● Text block:
-*-*-
This continues for about an eternity. People are talking about grilled cheese sandwiches, I can smell them, but I can’t see the evidence of one anywhere. Then we get what seems like it could be a screwed version of a Public Enemy song mixed with opera music. I’m not sure.

Around the entrance to The Inferno, is a battlefield of toy soldiers. To the left of them, a pile of contraceptives and lube with a sign next to them that says, “These are for Eating.” A deluge of 80′s pop and hair rock spews out of the speakers like bile. I just order more drinks. I curse Nick for telling me about this, and swear that I will murder and eat him. Just then Alan! dumps a pile of bacon off next to me at the bar, I want to partake, but I’m worried about the implications of doing so. I order more drinks instead. Someone is looping the lyrics “Brown Eyed Girl” over and over again while some other song entirely plays on top of it.

…and suddenly it sounds like Santana mixed with The Electric Company. “This is poetry,” I think as I drink my rum and coke and hopes and dreams for a tomorrow that just won’t fucking come.

Death metal becomes the predominate theme as I assume we shift into the “Death Metal Bingo” portion of the night’s entertainments. Bingo cards are handed out, though I do not recall numbers being called. I grab one of the sheets of “My Little Pony” stickers that are left around the bar and put a purple pony on my cell phone. Never question my sexuality. I need to drink more alcohol, so I do. At this point it starts to get a little hazy to me.
-*-*-
● Study material:
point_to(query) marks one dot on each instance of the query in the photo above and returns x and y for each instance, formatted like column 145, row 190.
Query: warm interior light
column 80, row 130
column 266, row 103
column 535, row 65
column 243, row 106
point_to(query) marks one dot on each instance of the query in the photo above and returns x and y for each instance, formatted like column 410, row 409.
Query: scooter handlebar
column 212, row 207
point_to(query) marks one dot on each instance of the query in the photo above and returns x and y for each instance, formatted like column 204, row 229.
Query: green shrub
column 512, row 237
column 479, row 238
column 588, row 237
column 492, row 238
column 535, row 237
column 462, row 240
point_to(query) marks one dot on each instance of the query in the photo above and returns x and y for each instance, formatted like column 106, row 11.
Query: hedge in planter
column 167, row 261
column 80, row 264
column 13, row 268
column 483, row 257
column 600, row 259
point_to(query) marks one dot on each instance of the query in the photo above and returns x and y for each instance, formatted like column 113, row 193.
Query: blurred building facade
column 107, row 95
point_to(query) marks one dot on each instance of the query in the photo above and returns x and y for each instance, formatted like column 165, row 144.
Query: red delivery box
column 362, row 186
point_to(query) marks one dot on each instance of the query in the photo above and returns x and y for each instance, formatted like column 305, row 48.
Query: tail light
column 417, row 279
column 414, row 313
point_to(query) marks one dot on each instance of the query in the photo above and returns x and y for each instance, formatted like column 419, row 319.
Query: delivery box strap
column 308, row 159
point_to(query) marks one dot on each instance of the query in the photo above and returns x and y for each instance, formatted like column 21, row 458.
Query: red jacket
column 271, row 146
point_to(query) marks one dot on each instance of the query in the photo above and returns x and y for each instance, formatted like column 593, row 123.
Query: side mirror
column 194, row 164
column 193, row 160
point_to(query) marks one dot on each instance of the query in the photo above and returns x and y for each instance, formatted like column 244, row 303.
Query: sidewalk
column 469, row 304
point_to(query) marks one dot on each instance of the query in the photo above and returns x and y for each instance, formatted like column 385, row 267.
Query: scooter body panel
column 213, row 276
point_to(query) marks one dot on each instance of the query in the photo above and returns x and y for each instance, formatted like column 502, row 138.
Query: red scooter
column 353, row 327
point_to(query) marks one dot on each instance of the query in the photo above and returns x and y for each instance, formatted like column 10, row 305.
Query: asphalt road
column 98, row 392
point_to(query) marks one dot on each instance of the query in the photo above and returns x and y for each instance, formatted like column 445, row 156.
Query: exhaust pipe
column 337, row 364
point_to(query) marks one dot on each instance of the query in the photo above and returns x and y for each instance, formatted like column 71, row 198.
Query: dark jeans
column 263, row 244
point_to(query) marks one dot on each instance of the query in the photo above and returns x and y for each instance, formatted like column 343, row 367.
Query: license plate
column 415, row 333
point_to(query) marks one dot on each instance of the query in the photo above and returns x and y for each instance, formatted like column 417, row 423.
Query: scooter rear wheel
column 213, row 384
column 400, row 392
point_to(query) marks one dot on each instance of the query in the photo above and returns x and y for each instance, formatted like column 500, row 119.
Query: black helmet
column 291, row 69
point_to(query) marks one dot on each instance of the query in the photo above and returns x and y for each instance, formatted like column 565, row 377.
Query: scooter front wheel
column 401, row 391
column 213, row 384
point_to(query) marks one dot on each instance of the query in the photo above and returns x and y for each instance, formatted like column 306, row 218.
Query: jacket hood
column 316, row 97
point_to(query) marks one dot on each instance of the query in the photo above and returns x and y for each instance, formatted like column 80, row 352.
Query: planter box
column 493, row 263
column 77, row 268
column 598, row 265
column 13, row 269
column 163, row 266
-*-*-
● Required tasks:
A: In the account of the night at The Inferno, swap "bacon" for "pancakes" and write out the part that opens with the words "Around the entrance" and closes with "won’t fucking come.".
B: For each statement, say whether the account of the night at The Inferno agrees with it, answering yes or no and quoting the words that decide it.
(i) The narrator puts a purple pony sticker on a cell phone.
(ii) The narrator remembers bingo numbers being called.
(iii) The narrator eats some of the bacon that Alan! leaves at the bar.

● Results for the exercise:
A:
Around the entrance to The Inferno, is a battlefield of toy soldiers. To the left of them, a pile of contraceptives and lube with a sign next to them that says, “These are for Eating.” A deluge of 80′s pop and hair rock spews out of the speakers like bile. I just order more drinks. I curse Nick for telling me about this, and swear that I will murder and eat him. Just then Alan! dumps a pile of pancakes off next to me at the bar, I want to partake, but I’m worried about the implications of doing so. I order more drinks instead. Someone is looping the lyrics “Brown Eyed Girl” over and over again while some other song entirely plays on top of it.

…and suddenly it sounds like Santana mixed with The Electric Company. “This is poetry,” I think as I drink my rum and coke and hopes and dreams for a tomorrow that just won’t fucking come.

B:
(i) Yes: "put a purple pony on my cell phone"
(ii) No: "I do not recall numbers being called"
(iii) No: "I order more drinks instead"